▸ Short exercise
Rewrite all the items below with "Point out" swapped for "Locate" everywhere and every other word left unchanged, and leave out the pictures.

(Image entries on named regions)

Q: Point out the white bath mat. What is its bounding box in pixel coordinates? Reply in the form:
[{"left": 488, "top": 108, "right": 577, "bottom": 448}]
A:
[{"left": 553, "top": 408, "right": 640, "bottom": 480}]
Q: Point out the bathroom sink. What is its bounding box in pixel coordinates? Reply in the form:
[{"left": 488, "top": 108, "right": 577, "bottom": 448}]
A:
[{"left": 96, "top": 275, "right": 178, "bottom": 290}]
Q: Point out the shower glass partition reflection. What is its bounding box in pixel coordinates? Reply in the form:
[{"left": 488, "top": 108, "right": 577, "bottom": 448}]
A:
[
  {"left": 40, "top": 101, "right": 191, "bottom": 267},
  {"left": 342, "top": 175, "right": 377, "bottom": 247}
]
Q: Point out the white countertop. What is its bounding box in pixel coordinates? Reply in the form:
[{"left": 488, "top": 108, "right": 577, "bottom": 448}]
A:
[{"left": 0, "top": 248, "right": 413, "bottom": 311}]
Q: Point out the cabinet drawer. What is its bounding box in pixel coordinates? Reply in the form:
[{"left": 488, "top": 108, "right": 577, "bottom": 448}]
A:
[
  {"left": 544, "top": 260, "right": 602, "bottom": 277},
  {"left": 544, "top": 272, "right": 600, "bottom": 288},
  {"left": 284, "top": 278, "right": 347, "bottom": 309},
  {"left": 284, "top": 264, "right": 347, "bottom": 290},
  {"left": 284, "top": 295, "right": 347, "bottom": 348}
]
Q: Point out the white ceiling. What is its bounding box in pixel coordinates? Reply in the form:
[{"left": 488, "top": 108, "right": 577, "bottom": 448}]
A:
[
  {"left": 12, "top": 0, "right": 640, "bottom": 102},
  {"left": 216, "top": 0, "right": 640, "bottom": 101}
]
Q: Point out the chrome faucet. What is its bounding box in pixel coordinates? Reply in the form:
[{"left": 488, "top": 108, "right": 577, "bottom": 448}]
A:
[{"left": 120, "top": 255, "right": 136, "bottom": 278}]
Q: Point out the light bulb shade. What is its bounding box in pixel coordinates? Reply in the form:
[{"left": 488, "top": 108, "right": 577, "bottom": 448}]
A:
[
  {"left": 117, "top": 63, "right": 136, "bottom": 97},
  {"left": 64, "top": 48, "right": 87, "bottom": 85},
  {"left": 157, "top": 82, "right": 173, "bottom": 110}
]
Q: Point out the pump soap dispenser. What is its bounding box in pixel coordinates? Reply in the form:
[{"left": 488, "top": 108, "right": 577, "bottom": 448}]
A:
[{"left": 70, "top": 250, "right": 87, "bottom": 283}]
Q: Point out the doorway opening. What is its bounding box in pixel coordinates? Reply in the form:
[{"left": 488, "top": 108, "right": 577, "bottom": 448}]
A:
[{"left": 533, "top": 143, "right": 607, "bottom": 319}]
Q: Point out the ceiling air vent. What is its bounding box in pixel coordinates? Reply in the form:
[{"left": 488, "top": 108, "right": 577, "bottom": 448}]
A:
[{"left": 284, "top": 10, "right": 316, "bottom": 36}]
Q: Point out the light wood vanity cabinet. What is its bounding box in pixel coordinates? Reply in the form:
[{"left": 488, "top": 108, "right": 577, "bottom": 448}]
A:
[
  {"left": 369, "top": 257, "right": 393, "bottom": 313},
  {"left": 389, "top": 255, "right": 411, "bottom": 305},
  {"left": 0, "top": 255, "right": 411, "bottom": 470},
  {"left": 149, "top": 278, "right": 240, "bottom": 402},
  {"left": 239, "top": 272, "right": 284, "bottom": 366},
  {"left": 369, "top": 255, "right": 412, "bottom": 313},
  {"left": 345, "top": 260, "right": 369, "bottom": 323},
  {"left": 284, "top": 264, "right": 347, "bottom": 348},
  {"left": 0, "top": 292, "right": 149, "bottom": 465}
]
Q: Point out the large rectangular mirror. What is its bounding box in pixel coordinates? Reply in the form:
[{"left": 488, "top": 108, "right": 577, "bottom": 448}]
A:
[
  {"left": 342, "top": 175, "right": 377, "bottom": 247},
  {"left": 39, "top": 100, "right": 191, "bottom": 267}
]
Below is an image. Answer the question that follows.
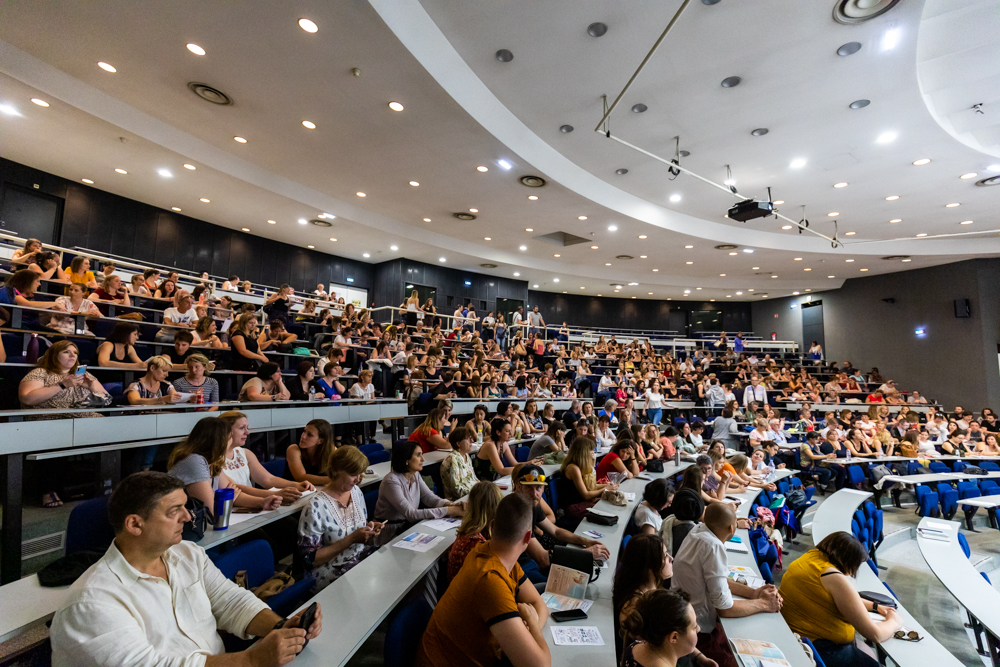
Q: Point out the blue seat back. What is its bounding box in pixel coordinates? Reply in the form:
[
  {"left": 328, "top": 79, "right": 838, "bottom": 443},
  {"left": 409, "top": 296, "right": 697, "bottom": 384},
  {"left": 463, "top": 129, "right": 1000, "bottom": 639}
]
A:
[
  {"left": 383, "top": 596, "right": 432, "bottom": 667},
  {"left": 215, "top": 540, "right": 274, "bottom": 588},
  {"left": 66, "top": 496, "right": 115, "bottom": 556}
]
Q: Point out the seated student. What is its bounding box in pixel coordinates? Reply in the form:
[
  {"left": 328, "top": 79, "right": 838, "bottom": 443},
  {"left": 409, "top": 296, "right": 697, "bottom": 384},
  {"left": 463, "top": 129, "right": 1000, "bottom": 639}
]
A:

▸ Output
Q: Locate the white bath mat. What is its bounding box in pixel coordinates? Reply in the form:
[{"left": 488, "top": 108, "right": 577, "bottom": 448}]
A:
[{"left": 553, "top": 408, "right": 640, "bottom": 480}]
Q: Locate the bathroom sink. What is its bounding box in pixel coordinates? Reply in the form:
[{"left": 488, "top": 108, "right": 577, "bottom": 448}]
A:
[{"left": 96, "top": 275, "right": 178, "bottom": 290}]
Q: Locate the shower glass partition reflection. What is its bounding box in pixel coordinates? Reply in the form:
[{"left": 488, "top": 108, "right": 577, "bottom": 448}]
A:
[
  {"left": 40, "top": 101, "right": 191, "bottom": 267},
  {"left": 342, "top": 175, "right": 377, "bottom": 247}
]
Q: Locate the white countertop. What is its bounding box in pixel coordinates? Reply in the form:
[{"left": 488, "top": 108, "right": 577, "bottom": 448}]
A:
[{"left": 0, "top": 248, "right": 413, "bottom": 311}]
Q: Locate the cabinet drawer. What is its bounding box in pixel coordinates? Reply in the form:
[{"left": 488, "top": 108, "right": 577, "bottom": 448}]
A:
[
  {"left": 544, "top": 260, "right": 602, "bottom": 277},
  {"left": 544, "top": 272, "right": 600, "bottom": 288},
  {"left": 284, "top": 278, "right": 347, "bottom": 309},
  {"left": 284, "top": 264, "right": 347, "bottom": 290},
  {"left": 284, "top": 295, "right": 347, "bottom": 348}
]
Q: Locate the white ceiling. What is its bounding box in pixel coordinates? Reply in the form:
[{"left": 488, "top": 108, "right": 577, "bottom": 448}]
A:
[
  {"left": 12, "top": 0, "right": 640, "bottom": 102},
  {"left": 216, "top": 0, "right": 640, "bottom": 101}
]
Q: Locate the chrome faucet. What is its bounding box in pixel coordinates? Reply in the form:
[{"left": 488, "top": 108, "right": 577, "bottom": 448}]
A:
[{"left": 120, "top": 255, "right": 136, "bottom": 278}]
Q: Locate the light bulb shade. What is its bounding box in pixel coordinates? Reply in the form:
[{"left": 488, "top": 108, "right": 577, "bottom": 448}]
A:
[
  {"left": 117, "top": 63, "right": 136, "bottom": 97},
  {"left": 64, "top": 48, "right": 87, "bottom": 85},
  {"left": 157, "top": 82, "right": 173, "bottom": 110}
]
Q: Locate the pump soap dispenser. What is its bounding box in pixel coordinates? Reply in the form:
[{"left": 488, "top": 108, "right": 577, "bottom": 448}]
A:
[{"left": 70, "top": 250, "right": 87, "bottom": 283}]
Q: Locate the doorway opening. What is its bounding box in pixel coordinates? Reply in the form:
[{"left": 488, "top": 108, "right": 577, "bottom": 448}]
A:
[{"left": 533, "top": 143, "right": 607, "bottom": 319}]
Q: Locate the ceiling air vent. What is its bounding box in pixel coordinates? Reply in the form:
[{"left": 488, "top": 108, "right": 577, "bottom": 448}]
A:
[{"left": 284, "top": 10, "right": 316, "bottom": 36}]
Q: Locate the light wood vanity cabinet. What is its bounding box in pixel coordinates? Reply in the form:
[{"left": 488, "top": 108, "right": 577, "bottom": 448}]
A:
[
  {"left": 369, "top": 257, "right": 393, "bottom": 313},
  {"left": 389, "top": 255, "right": 411, "bottom": 305},
  {"left": 0, "top": 255, "right": 411, "bottom": 470},
  {"left": 149, "top": 278, "right": 240, "bottom": 402},
  {"left": 239, "top": 272, "right": 284, "bottom": 366},
  {"left": 369, "top": 255, "right": 412, "bottom": 313},
  {"left": 345, "top": 260, "right": 369, "bottom": 323},
  {"left": 284, "top": 264, "right": 347, "bottom": 348},
  {"left": 0, "top": 292, "right": 149, "bottom": 465}
]
Q: Locate the large rectangular mirror. What is its bounding box in pixel coordinates? Reply in the form:
[{"left": 488, "top": 108, "right": 577, "bottom": 448}]
A:
[
  {"left": 342, "top": 175, "right": 377, "bottom": 247},
  {"left": 39, "top": 100, "right": 191, "bottom": 267}
]
Below is an image. Answer the question that follows.
Q: Locate the blue seat back. What is its bounding box in pixel coordinates? Reply in the form:
[
  {"left": 328, "top": 79, "right": 838, "bottom": 443},
  {"left": 409, "top": 296, "right": 697, "bottom": 384},
  {"left": 463, "top": 129, "right": 1000, "bottom": 639}
]
A:
[
  {"left": 383, "top": 596, "right": 432, "bottom": 667},
  {"left": 215, "top": 540, "right": 274, "bottom": 588},
  {"left": 66, "top": 496, "right": 115, "bottom": 556}
]
Q: Locate the seated student. What is its bounding box in pixel coordinates? Reply in the form:
[
  {"left": 328, "top": 79, "right": 838, "bottom": 443},
  {"left": 409, "top": 296, "right": 697, "bottom": 384},
  {"left": 463, "top": 129, "right": 1000, "bottom": 639}
]
A:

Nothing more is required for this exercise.